**Records to process:**
━━━━━━━━━━

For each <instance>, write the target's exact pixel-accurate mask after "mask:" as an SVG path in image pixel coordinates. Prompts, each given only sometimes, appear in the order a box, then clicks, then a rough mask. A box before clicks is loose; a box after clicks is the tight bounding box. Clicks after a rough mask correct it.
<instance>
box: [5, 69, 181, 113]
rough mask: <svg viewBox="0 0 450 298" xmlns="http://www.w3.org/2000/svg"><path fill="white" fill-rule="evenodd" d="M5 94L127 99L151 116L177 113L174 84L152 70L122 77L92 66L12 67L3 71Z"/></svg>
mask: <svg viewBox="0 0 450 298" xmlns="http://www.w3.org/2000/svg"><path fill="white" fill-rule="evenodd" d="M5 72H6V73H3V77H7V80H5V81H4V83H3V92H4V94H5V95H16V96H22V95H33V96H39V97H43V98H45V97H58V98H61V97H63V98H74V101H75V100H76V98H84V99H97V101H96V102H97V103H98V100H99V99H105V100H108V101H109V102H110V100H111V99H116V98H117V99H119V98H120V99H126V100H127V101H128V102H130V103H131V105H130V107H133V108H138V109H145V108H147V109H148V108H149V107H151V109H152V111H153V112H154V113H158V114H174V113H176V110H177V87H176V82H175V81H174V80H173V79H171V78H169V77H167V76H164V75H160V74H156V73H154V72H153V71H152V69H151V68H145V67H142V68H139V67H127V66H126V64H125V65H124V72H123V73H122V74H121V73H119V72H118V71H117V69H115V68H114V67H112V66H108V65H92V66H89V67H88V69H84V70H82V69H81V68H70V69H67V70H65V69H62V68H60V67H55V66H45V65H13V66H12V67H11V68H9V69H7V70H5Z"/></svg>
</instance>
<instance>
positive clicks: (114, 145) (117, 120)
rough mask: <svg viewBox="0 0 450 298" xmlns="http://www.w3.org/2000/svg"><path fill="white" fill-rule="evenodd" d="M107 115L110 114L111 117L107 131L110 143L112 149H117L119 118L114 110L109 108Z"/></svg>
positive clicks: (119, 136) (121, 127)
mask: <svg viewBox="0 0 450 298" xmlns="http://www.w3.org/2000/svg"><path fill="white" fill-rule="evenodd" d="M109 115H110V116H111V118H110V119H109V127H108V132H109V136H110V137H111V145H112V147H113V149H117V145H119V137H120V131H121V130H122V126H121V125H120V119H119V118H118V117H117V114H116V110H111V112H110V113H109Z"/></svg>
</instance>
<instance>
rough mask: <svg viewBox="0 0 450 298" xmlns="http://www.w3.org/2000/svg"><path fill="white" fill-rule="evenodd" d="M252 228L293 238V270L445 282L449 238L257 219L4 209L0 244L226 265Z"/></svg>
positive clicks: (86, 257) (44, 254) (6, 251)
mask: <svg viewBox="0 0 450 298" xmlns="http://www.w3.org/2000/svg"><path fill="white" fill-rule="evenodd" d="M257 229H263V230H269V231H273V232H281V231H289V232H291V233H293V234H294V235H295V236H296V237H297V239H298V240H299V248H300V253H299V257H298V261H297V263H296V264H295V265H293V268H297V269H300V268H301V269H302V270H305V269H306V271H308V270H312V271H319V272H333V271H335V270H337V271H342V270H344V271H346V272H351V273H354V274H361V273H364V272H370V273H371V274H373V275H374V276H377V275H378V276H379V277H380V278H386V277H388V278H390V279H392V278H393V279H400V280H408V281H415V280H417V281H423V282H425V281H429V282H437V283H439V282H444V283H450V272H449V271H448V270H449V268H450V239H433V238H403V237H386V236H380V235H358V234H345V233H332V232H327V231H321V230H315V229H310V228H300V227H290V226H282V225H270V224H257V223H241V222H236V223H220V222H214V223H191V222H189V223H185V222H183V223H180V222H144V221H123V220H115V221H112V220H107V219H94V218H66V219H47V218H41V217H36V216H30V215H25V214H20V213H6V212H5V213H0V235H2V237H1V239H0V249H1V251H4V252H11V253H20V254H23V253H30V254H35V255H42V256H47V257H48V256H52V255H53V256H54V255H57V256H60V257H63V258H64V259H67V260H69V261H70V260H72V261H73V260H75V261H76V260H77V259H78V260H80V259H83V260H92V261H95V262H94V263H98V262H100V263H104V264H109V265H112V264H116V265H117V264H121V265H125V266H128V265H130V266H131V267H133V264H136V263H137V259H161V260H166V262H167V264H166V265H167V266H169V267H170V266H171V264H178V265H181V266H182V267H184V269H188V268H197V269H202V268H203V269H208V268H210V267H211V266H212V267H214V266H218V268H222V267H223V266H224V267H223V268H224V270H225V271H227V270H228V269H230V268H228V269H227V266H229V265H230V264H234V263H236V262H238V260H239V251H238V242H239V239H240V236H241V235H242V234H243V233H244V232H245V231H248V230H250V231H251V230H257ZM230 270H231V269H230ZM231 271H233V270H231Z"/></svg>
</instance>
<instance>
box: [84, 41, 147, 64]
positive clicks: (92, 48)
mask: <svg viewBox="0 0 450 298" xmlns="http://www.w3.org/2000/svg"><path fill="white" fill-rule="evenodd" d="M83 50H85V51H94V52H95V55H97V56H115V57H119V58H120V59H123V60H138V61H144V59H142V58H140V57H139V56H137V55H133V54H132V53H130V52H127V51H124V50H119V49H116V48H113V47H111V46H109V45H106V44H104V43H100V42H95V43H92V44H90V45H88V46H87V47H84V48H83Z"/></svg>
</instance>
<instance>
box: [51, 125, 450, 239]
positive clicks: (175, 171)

━━━━━━━━━━

**Work required:**
Where the listing above reaches the line that contains "positive clicks: (119, 136) (121, 127)", start retyping, and finish with the line that contains "228L293 238V270L445 282L449"; reproduce those lines exactly and no others.

**Written solution:**
positive clicks: (119, 136) (121, 127)
mask: <svg viewBox="0 0 450 298" xmlns="http://www.w3.org/2000/svg"><path fill="white" fill-rule="evenodd" d="M109 115H110V116H111V118H110V119H109V127H108V132H109V136H110V137H111V145H112V147H113V149H117V145H119V137H120V131H121V130H122V126H121V125H120V119H119V118H118V117H117V114H116V110H111V112H110V113H109Z"/></svg>
</instance>
<instance>
rough mask: <svg viewBox="0 0 450 298" xmlns="http://www.w3.org/2000/svg"><path fill="white" fill-rule="evenodd" d="M252 228L293 238V270L445 282L449 238L257 219L4 209L0 244L226 265Z"/></svg>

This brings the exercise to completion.